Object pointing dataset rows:

┌──

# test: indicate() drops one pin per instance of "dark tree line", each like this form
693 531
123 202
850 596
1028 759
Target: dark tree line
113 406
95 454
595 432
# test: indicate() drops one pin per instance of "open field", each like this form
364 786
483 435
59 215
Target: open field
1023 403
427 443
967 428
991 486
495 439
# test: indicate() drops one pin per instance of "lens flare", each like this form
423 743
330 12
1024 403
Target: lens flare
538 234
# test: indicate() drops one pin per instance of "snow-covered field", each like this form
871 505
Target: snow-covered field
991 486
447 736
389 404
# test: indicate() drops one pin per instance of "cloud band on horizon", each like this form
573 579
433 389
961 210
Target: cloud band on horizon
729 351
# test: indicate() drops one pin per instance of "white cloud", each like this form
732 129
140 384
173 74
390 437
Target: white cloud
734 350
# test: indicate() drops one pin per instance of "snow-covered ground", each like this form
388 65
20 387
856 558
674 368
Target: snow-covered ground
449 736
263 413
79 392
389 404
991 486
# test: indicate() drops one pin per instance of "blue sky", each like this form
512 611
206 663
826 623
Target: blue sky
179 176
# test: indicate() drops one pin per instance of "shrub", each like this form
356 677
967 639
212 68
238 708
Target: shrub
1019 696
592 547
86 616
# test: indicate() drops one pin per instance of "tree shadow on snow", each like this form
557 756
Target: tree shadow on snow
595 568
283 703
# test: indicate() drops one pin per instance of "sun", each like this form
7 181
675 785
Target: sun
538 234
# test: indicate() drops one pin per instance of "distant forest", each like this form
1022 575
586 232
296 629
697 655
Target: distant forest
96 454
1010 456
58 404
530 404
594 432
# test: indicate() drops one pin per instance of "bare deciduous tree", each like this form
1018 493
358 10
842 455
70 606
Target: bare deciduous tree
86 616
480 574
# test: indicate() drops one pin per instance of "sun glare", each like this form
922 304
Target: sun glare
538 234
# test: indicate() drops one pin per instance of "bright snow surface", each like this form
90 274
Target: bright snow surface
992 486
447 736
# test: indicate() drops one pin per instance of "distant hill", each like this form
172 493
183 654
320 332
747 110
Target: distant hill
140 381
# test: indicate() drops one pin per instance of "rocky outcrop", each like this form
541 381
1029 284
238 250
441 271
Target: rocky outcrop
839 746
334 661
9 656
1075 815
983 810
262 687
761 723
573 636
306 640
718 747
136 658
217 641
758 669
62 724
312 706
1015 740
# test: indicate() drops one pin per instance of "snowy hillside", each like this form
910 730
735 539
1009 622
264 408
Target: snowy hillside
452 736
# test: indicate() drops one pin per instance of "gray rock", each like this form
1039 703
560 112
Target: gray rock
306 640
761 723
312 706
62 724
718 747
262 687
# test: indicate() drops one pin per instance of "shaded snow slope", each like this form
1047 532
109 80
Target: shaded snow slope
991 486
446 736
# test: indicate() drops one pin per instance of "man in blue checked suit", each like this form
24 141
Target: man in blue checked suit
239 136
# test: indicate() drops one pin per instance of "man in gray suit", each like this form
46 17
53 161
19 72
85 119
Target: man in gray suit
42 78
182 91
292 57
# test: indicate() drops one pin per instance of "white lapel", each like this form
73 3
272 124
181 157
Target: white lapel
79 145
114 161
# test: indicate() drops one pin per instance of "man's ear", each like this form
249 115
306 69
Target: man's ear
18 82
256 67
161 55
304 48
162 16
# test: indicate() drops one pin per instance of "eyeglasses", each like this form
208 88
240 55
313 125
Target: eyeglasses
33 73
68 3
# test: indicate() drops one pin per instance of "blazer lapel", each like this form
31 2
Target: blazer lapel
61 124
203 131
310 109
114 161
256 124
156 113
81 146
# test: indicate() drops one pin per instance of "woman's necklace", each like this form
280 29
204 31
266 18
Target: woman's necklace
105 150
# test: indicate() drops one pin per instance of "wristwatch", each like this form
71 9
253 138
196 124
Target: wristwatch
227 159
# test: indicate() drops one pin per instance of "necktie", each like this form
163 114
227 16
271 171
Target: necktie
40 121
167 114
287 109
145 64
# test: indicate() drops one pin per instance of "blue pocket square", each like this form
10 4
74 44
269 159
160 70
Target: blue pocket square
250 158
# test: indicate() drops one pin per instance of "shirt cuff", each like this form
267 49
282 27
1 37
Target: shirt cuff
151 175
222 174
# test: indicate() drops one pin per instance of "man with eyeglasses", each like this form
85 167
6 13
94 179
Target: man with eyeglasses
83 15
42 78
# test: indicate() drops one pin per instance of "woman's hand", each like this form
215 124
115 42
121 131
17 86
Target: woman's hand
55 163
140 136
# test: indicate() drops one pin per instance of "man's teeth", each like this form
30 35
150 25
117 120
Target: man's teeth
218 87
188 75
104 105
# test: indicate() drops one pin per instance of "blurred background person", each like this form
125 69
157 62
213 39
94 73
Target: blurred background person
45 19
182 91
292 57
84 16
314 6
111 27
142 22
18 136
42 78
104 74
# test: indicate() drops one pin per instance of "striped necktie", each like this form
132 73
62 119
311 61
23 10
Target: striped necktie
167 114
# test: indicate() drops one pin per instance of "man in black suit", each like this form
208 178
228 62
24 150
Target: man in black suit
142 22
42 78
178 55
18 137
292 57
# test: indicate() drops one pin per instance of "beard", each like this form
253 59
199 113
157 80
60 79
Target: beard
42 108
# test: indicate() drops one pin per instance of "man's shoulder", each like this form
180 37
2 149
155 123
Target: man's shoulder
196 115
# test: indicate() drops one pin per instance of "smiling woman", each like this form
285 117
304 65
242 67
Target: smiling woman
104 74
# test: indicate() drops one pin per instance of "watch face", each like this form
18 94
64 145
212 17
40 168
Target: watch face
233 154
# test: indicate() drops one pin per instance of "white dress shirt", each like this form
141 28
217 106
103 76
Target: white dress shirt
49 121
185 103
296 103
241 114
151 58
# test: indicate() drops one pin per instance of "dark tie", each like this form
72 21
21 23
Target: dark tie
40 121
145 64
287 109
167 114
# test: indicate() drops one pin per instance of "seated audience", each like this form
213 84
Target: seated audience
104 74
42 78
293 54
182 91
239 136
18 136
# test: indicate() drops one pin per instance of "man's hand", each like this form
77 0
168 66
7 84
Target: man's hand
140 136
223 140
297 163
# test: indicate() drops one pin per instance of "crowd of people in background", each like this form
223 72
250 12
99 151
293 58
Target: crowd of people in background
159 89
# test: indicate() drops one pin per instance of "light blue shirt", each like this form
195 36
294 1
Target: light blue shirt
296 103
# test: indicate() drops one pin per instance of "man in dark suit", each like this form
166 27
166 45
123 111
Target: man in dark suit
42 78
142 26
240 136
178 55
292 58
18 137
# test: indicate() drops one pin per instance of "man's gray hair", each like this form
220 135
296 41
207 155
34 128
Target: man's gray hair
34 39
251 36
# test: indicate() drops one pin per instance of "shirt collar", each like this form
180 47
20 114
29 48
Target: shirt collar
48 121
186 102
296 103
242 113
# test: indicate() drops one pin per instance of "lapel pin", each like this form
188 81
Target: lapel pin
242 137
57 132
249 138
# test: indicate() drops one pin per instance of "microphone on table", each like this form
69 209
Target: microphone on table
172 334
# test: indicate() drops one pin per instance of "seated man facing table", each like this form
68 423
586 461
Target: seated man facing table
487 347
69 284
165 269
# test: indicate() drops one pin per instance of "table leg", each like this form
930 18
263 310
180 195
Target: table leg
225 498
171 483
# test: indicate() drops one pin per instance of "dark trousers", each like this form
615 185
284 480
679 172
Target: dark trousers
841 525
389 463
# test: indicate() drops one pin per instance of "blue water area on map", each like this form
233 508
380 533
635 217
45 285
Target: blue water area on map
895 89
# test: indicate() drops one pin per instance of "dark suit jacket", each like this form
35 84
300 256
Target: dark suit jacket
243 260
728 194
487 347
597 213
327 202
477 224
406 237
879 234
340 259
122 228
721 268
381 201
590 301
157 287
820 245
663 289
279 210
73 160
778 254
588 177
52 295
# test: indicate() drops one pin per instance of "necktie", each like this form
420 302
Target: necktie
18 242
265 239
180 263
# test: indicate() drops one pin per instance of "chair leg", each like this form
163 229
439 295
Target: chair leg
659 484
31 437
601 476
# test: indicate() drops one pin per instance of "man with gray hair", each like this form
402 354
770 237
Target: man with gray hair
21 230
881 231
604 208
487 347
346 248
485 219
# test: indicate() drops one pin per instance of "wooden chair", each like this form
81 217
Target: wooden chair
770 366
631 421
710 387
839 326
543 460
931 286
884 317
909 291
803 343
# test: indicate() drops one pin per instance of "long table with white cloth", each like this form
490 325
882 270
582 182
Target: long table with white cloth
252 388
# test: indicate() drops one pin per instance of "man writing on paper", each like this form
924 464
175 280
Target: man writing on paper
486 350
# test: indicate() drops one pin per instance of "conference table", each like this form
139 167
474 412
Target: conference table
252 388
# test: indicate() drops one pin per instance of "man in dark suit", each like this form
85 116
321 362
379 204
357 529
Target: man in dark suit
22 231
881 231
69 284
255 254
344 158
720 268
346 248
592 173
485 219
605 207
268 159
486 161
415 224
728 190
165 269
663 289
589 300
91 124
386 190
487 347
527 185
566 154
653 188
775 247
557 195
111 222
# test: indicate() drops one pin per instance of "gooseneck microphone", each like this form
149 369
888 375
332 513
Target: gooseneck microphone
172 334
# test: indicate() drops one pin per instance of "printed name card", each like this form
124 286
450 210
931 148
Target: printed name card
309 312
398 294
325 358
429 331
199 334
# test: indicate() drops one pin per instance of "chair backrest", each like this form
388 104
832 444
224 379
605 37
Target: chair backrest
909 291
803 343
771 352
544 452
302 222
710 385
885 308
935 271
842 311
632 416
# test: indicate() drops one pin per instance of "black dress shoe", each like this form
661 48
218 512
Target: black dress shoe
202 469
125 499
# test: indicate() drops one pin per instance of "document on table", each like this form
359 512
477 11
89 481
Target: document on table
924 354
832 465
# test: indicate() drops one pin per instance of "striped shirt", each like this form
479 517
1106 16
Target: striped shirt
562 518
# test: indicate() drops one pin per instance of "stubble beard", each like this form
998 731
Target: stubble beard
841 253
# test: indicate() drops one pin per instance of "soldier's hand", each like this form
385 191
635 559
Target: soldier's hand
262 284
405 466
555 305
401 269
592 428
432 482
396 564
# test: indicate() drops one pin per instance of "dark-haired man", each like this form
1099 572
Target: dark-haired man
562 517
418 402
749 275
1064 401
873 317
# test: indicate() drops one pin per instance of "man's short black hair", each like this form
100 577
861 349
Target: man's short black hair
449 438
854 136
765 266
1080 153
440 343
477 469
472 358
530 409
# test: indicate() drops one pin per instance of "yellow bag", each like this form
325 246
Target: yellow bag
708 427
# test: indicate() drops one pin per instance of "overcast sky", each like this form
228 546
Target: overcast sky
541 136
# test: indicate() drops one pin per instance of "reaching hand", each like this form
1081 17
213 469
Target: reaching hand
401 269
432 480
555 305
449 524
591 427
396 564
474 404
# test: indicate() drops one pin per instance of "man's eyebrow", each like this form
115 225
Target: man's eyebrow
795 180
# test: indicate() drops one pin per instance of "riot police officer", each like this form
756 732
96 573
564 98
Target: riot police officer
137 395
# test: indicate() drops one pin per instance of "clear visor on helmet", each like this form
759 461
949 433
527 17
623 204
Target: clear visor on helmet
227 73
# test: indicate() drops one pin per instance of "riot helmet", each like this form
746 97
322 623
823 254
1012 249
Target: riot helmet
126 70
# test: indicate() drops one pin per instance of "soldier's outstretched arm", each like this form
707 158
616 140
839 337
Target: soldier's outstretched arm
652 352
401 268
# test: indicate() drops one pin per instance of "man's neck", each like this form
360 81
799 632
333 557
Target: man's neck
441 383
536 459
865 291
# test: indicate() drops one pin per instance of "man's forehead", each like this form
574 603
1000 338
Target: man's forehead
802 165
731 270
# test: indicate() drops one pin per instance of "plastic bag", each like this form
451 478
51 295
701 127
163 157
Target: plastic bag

└──

CHALLENGE: Pick out and copy every line of the records that contains the string "square". Case counts.

FINAL RESULT:
# test: indicate() drops one pin per instance of "blue pocket square", each like this form
Target: blue pocket square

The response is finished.